Editor's note: This updates with reaction from National Parks Conservation Association, word that Wyoming will not try to fund Yellowstone or Grand Teton national parks.

Interior Secretary Sally Jewell said Thursday she would consider reaching a working agreement with states to open national parks within their borders if they have the financial resources to pay for the National Park Service staff in the parks.

"Responding to the economic impacts that the park closures are having on many communities and local businesses, Secretary Jewell will consider agreements with governors who indicate an interest and ability to fully fund National Park Service personnel to re-open national parks in their states," a release from the department said.

"The Interior Department will begin conversations about how to proceed as expeditiously as current limited resources allow," the release added. "We continue to call on Congress to act swiftly to enact appropriations for the entire government so that we can re-open all 401 national parks for the American people."

### Extracted information
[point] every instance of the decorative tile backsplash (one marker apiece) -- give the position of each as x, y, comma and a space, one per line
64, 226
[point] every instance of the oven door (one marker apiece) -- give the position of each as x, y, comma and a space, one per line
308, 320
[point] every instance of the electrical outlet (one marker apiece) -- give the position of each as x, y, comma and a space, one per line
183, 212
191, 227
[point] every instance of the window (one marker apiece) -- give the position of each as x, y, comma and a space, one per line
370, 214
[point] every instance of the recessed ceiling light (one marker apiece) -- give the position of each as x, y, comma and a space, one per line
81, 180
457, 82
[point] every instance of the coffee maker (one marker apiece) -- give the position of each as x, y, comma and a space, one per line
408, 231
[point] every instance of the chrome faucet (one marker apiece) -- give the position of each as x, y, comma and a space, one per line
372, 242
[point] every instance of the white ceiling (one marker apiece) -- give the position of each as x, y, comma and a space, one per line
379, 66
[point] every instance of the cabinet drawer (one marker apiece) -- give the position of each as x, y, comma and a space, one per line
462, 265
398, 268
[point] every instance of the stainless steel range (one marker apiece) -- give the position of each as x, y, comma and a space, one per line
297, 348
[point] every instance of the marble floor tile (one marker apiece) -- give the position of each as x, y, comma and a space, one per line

### Exercise tasks
[1] Answer these questions about the park closures article:
(a) Which two national parks will Wyoming not try to fund?
(b) With whom will Secretary Jewell consider agreements to re-open national parks?
(c) How many national parks does the department want to re-open?
[2] Copy word for word the passage of the park closures article that begins at the words "Interior Secretary Sally" and stops after "in the parks.".
The rows above are separate material from the park closures article.

### Correct answers
[1]
(a) Yellowstone and Grand Teton.
(b) Governors who indicate an interest and ability to fully fund National Park Service personnel to re-open national parks in their states.
(c) All 401.

[2]
Interior Secretary Sally Jewell said Thursday she would consider reaching a working agreement with states to open national parks within their borders if they have the financial resources to pay for the National Park Service staff in the parks.